---------- TEXT ----------

719. Some survivors required staff at the institutions to assist them with bathing, but the Inquiry heard that this care was often neglected. Mr EY (Te Ati Awa, Rangitāne, Ngāi Tahu) described a distressing visit to Tokanui Psychiatric Hospital near Te Awamutu to see his brother, who had a learning disability and was a wheelchair user. Due to physical neglect of cleaning and care, Mr EY said his brother’s “whole bottom was meat. It was raw.”[1044] He told the Inquiry: “He hadn’t been cleaned, and from what I saw, it looked like he wasn’t being cleaned very often at all. The whole area he was sitting on was complete rawness.”[1045]
720. Former IHC staff member Allison Campbell said that many people coming out of the Kimberley Centre near Taitoko Levin had glue ear, hearing loss, and other hearing issues due to poor bathing practices:
“Staff members would bathe residents at the same time, and they would not change the water often enough. I heard that if patients defecated in the bath, they would just scoop it out and keep going instead of changing the bathwater. This is how so many of the patients developed ear infections which developed into hearing problems.”[1046]
721. Some survivors and staff from the Kimberley Centre recalled themselves or residents not being able to get to the bathroom and being left, sometimes to sit in their dirty clothes for long periods.[1047]
722. A 1986 report recorded that in the Kimberley Centre's Nikau Villa, it was common in the mornings to find bedridden residents who had been incontinent in the night “lying on dry drawsheets, but the lower sheet and under-blankets are saturated and offensive smelling”.[1048]
723. Some survivors described witnessing the neglect of others. Survivor Leoni McInroe was made to work in the geriatric villa while at the Lake Alice Child and Adolescent unit in Manawatū. Here she remembers seeing an elderly male patient who had “a swollen red testicle the size of a mango”.[1049] She told the Inquiry how poorly the patients were treated:
“The unit stunk of urine, faeces, decay, and old age. It was such a distressing place to be in. The sounds of groaning and muttering and despair all around, all the time. I hated being there. I was 15 years old. It was unthinkably bad.”[1050]
724. Neglect was so severe and common that diseases spread throughout some institutions, including hepatitis and intestinal infections.[1051] That people in care were allowed to remain in conditions that led to disease outbreaks is another example of widespread devaluation of disabled people and those experiencing mental distress.

----------

● **EXERCISES**
**1.** In the passage on neglect in care institutions, what did Allison Campbell say caused the hearing problems of many people coming out of the Kimberley Centre?
**2.** Proceed with the passage on neglect in care institutions, picking up after its final sentence.

---------- EXTRACTED INFORMATION ----------

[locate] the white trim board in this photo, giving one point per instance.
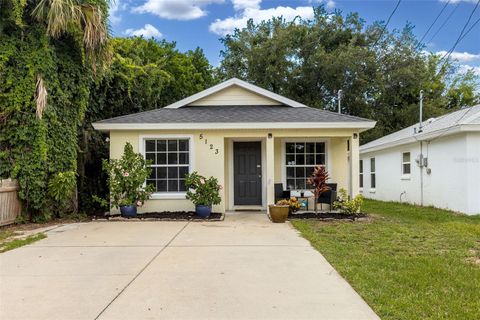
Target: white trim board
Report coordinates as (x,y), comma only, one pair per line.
(240,83)
(191,160)
(283,165)
(361,125)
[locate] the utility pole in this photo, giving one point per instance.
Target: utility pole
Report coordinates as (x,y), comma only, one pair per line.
(421,112)
(340,101)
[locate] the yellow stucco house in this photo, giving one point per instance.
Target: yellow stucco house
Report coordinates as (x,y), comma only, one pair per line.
(247,137)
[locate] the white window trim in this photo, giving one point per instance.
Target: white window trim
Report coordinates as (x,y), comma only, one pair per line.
(283,155)
(374,189)
(405,176)
(191,160)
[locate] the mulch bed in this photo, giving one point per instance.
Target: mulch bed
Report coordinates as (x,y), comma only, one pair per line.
(163,216)
(332,215)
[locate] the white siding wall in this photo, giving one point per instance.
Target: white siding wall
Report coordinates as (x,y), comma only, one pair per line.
(454,181)
(473,166)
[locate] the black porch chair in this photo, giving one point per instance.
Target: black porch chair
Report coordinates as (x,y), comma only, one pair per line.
(328,197)
(280,193)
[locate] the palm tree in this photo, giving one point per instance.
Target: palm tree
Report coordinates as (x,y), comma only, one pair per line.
(72,16)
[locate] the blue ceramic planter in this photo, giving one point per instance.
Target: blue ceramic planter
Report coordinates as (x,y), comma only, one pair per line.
(203,211)
(128,211)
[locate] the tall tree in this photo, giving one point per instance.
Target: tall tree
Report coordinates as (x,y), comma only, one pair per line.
(380,73)
(49,50)
(144,74)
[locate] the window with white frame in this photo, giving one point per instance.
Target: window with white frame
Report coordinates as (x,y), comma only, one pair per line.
(406,163)
(170,162)
(373,181)
(360,180)
(301,158)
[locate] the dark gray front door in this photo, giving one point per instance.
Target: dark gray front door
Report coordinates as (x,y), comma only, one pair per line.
(247,173)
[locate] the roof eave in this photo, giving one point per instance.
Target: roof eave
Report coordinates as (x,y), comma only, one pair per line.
(361,126)
(420,137)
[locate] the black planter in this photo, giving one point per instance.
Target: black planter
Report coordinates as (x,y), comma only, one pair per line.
(203,211)
(128,211)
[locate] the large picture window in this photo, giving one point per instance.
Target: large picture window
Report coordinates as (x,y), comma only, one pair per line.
(301,158)
(170,160)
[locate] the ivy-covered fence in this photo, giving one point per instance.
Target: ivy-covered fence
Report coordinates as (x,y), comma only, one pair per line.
(44,90)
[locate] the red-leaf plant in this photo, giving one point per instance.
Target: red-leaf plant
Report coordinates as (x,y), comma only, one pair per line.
(318,180)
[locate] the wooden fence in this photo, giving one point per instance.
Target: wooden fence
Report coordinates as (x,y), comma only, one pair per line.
(10,206)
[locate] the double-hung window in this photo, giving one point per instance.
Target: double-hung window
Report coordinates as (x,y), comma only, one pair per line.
(170,162)
(360,180)
(406,164)
(301,158)
(373,180)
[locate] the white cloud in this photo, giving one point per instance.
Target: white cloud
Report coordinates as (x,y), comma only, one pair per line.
(114,12)
(461,56)
(329,4)
(176,9)
(464,68)
(244,4)
(457,1)
(228,25)
(148,31)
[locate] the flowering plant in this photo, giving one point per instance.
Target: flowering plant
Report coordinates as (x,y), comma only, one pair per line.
(126,178)
(292,203)
(202,191)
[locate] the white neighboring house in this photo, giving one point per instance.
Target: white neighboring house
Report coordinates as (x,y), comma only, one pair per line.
(438,165)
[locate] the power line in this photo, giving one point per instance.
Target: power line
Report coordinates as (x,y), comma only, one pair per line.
(470,29)
(444,22)
(447,55)
(388,21)
(433,23)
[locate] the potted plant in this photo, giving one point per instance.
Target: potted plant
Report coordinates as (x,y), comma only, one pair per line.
(279,211)
(203,193)
(126,179)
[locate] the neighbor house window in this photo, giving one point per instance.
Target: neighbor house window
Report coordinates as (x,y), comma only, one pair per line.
(373,182)
(301,158)
(406,165)
(170,162)
(361,174)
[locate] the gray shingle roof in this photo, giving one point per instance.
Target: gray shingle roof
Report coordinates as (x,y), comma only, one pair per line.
(466,116)
(234,114)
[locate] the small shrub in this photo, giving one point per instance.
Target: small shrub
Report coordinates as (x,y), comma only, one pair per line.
(347,205)
(202,191)
(126,178)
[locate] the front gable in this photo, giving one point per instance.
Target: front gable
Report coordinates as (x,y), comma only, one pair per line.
(234,95)
(235,92)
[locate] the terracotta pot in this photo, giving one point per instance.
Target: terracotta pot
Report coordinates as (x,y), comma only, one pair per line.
(278,213)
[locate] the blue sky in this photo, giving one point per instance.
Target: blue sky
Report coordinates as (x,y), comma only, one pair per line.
(202,23)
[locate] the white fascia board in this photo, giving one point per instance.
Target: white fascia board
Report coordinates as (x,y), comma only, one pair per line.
(240,83)
(470,127)
(233,125)
(419,137)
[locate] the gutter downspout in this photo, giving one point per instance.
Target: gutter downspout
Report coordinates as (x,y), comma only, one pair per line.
(421,173)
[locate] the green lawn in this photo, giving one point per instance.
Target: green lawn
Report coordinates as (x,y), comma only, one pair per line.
(408,262)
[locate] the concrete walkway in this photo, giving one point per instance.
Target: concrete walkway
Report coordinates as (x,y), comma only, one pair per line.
(242,268)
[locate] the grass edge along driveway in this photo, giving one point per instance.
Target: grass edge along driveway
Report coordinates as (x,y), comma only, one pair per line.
(408,262)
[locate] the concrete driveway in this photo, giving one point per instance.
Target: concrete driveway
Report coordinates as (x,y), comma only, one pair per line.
(242,268)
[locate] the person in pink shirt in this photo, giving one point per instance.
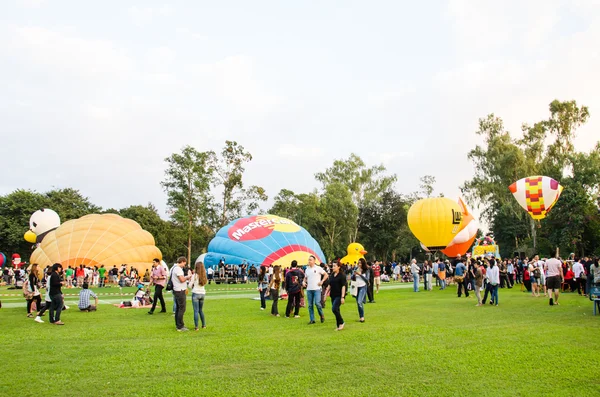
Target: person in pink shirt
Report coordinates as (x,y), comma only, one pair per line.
(158,278)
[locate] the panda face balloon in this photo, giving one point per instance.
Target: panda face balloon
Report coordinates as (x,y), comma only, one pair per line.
(43,221)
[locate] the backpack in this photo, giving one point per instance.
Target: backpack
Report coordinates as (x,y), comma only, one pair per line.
(169,286)
(27,292)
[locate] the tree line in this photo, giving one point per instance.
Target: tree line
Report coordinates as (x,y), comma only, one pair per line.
(358,202)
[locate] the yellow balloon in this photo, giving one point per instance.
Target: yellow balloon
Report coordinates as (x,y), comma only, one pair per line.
(95,240)
(435,221)
(30,237)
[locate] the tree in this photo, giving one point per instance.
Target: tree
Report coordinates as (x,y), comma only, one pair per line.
(187,184)
(338,215)
(366,184)
(546,148)
(426,185)
(385,230)
(228,172)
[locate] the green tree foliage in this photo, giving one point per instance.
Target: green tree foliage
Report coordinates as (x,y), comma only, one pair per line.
(546,148)
(228,171)
(187,184)
(366,184)
(385,229)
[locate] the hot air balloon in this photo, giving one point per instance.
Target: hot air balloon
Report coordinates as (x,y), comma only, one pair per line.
(355,252)
(536,194)
(461,243)
(262,240)
(41,223)
(435,221)
(95,239)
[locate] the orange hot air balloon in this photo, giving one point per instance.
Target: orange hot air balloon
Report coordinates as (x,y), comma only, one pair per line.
(466,236)
(92,240)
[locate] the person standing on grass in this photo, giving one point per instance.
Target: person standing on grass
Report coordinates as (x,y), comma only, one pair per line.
(198,282)
(263,286)
(554,279)
(293,285)
(460,275)
(313,280)
(337,292)
(414,269)
(478,277)
(84,299)
(579,272)
(376,276)
(56,297)
(34,284)
(180,281)
(158,278)
(442,274)
(102,275)
(274,288)
(361,276)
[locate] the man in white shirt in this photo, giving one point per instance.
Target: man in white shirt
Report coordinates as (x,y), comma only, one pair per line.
(313,282)
(179,288)
(554,278)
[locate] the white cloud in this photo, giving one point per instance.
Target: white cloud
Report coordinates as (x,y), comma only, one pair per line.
(145,15)
(298,151)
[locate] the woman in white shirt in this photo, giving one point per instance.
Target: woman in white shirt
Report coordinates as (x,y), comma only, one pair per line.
(197,283)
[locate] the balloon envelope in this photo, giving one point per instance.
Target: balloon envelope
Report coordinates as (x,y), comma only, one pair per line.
(536,194)
(435,221)
(95,239)
(463,240)
(263,240)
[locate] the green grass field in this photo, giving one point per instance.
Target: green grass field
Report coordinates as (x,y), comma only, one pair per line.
(412,344)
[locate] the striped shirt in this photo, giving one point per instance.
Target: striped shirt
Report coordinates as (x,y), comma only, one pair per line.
(84,298)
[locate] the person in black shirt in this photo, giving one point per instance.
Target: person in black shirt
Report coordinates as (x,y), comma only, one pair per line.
(337,291)
(293,285)
(55,293)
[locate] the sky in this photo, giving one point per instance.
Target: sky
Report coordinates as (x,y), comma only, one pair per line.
(95,95)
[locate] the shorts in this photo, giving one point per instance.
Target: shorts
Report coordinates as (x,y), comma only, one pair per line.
(553,282)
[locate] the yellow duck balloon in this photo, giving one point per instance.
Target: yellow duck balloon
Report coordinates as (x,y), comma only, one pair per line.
(435,221)
(355,252)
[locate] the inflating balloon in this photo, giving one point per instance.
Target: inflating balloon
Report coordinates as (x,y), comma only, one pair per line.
(41,223)
(30,237)
(355,252)
(95,239)
(461,243)
(536,194)
(435,221)
(262,240)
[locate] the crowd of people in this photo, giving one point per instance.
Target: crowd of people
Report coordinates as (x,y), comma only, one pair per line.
(304,286)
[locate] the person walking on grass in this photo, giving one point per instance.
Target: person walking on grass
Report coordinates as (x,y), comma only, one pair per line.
(460,276)
(313,280)
(33,285)
(274,289)
(84,299)
(56,297)
(361,276)
(158,278)
(554,279)
(337,292)
(180,281)
(414,269)
(263,286)
(293,285)
(197,283)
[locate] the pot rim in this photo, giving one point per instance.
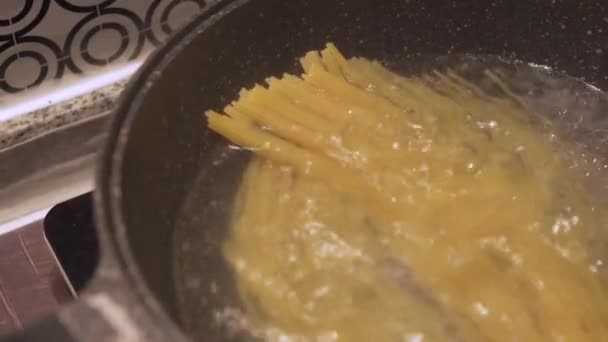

----------

● **OUTPUTS IN ORDER**
**1.** Poor bathing practices: staff bathed residents at the same time and did not change the water often enough, which led to ear infections that developed into hearing problems.

**2.**
725. Shigellosis, a type of intestinal infection, and hepatitis were prevalent at the Kimberley Centre near Taitoko Levin. This is acknowledged in a letter from a Kimberley medical officer to a pathologist at Palmerston North Hospital which expressed concern about these diseases.[1052] The letter noted that Kimberley Centre staff had tried their best to prevent the spread of hepatitis by contact, but that taking measures “to prevent oro-faecal spread seems a practical impossibility”.[1053] Oro-faecal is a disease route of transmission where tiny amounts of faeces from an infected person are taken in by another person through their mouth.[1054]
726. The Inquiry heard of menstruation needs being neglected. Survivor Denise Caltaux said that, because of understaffing, they were put in solitary confinement for days and was left “caked” in their own menstrual blood.[1055] Ms KH, a former staff member at Templeton in the early 1980s, said she saw a resident left in her menstrual blood.[1056] A 1986 report on the Templeton Centre, located near Ōtautahi Christchurch, noted that women in Hinau Villa were not assisted in managing their periods or using sanitary towels. While sanitary towels were available, women were instead given two pairs of large bloomers to wear which were changed irregularly during the day and no attention was given to bathing for comfort and hygiene.[1057]
727. Another form of physical neglect experienced was a lack of food or denial of individualised nutritional needs. Some survivors told the Inquiry they struggled to maintain a healthy weight. These experiences were particularly common in large-scale psychopaedic and psychiatric institutional settings.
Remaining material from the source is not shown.